··· 原文段落 ···
DuckDB 是近年來頗受關注的OLAP資料庫,號稱是OLAP領域的SQLite,以精巧簡單,性能優異而著稱,筆者前段時間在調研Doris的Pipeline的算子并行方案,而DuckDB基于論文《Morsel-Driven Parallelism: A NUMA-Aware Query Evaluation Framework for the Many-Core Age》實作SQL算子的高效并行化的Pipeline執行引擎,所以筆者花了一些時間進行了學習和總結,這里結合了Mark Raasveldt進行的分享和原始代碼來一一剖析DuckDB在執行算子并行上的具體實作,
1. 基礎知識
問題1:并行task的數目由什么決定 ?

Pipeline的核心是:Morsel-Driven,資料是拆分成了小部分的資料,所以并行Task的核心是:能夠利用多執行緒來處理資料,每一個資料拆分為小部分,所以拆分并行的數目由Source決定,
DuckDB在GlobalSource上實作了一個虛函式MaxThread來決定task數目:

每一個算子的GlobalSource抽象了自己的并行度:

問題2:并行task的怎么樣進行多執行緒同步:
- 多執行緒的競爭只會發生在SinkOperator上,也就是Pipeline的尾端,
- parallelism-aware的演算法需要實作在Sink端
- 其他的非Sink operators (比如:Hash Join Probe, Projection, Filter等), 不需要感知多執行緒同步的問題

問題3:DuckDB的是如何抽象介面的:
Sink的Opeartor 定義了兩種型別:GlobalState, LocalState
- GlobalState: 每個查詢的Operator全域只有一個
GlobalSinkState,記錄全域部分的資訊
class PhysicalOperator {
public:
unique_ptr<GlobalSinkState> sink_state;
- LocalState: 每個查詢的PipelineExecutor都有一個
LocalSinkState,都是區域私有
//! The Pipeline class represents an execution pipeline
class PipelineExecutor {
private:
//! The local sink state (if any)
··· 資料紀錄 ···
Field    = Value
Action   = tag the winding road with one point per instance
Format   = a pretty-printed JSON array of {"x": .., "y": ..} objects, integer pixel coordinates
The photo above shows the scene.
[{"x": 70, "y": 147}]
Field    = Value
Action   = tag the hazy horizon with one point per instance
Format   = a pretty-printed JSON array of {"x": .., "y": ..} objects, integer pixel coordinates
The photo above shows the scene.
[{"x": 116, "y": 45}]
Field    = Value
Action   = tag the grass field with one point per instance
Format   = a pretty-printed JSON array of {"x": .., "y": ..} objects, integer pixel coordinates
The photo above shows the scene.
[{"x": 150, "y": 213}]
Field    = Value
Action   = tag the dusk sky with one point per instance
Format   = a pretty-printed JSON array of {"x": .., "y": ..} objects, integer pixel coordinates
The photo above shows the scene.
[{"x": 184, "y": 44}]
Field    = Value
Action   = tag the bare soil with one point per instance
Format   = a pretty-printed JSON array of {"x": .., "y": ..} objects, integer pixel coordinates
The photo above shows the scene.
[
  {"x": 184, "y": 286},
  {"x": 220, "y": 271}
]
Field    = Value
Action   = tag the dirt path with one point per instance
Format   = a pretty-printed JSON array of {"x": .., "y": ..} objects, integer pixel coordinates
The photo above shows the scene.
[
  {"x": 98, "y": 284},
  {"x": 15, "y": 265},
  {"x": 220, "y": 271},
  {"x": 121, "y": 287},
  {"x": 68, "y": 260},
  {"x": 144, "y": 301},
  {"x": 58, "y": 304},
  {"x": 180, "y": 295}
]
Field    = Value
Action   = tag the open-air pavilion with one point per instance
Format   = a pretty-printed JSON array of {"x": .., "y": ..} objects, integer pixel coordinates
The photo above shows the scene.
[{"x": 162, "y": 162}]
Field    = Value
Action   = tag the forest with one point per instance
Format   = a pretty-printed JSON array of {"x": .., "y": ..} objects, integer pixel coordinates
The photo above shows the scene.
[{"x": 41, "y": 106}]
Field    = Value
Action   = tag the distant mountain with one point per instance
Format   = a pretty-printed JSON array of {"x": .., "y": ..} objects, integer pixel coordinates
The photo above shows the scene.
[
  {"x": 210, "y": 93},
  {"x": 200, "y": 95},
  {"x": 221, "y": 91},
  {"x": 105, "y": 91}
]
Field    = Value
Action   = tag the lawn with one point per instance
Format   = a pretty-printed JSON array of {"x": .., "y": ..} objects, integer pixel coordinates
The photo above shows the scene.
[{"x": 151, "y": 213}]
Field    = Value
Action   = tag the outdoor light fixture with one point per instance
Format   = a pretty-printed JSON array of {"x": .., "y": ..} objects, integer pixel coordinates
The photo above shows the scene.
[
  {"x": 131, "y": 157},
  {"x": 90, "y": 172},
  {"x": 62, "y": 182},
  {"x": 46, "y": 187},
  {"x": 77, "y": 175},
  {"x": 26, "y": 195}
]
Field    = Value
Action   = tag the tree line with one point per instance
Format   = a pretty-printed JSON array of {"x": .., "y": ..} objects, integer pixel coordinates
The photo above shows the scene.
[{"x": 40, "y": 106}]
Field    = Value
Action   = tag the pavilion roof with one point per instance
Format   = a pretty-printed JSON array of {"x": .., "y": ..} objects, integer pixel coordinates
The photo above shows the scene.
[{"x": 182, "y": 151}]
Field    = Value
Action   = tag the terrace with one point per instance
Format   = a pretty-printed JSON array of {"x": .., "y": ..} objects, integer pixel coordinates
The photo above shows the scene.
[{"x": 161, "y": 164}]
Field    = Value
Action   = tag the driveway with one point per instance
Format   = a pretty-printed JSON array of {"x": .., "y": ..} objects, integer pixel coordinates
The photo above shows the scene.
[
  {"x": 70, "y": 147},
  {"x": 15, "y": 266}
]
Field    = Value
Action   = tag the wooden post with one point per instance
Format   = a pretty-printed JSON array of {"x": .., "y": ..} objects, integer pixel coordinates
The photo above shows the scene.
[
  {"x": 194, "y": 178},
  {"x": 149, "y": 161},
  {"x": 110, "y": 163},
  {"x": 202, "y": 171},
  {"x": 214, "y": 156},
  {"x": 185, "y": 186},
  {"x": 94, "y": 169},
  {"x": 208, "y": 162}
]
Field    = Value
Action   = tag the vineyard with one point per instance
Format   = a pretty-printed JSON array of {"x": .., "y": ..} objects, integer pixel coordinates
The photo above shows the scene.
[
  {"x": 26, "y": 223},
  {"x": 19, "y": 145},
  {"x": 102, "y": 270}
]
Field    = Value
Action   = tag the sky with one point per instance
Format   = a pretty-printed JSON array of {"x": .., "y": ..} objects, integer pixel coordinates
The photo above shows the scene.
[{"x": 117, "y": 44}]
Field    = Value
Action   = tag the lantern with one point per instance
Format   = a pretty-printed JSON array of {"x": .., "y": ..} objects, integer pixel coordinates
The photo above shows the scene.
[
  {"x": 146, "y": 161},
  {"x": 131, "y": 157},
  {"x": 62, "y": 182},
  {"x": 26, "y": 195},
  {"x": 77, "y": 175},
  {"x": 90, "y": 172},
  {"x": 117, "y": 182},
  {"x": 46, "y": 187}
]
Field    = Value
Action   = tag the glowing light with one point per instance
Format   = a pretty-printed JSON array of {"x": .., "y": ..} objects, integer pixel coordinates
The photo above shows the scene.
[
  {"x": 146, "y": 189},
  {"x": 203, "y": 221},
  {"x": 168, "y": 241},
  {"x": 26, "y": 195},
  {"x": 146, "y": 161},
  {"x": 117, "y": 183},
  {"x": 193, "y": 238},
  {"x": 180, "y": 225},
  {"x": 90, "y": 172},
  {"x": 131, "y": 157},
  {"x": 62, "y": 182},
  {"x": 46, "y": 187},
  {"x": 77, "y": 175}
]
···
*作答要求*
根據這段講 DuckDB 算子并行的原文,回答:
(a) 拆分并行的數目由什麼決定?
(b) 多執行緒的競爭只會發生在哪一種 Operator 上?
(c) Sink 的 Operator 定義了哪兩種型別?
作答時只能依據原文內容。

*練習作答*
(a) 由 Source 決定。
(b) SinkOperator,也就是 Pipeline 的尾端。
(c) GlobalState 和 LocalState。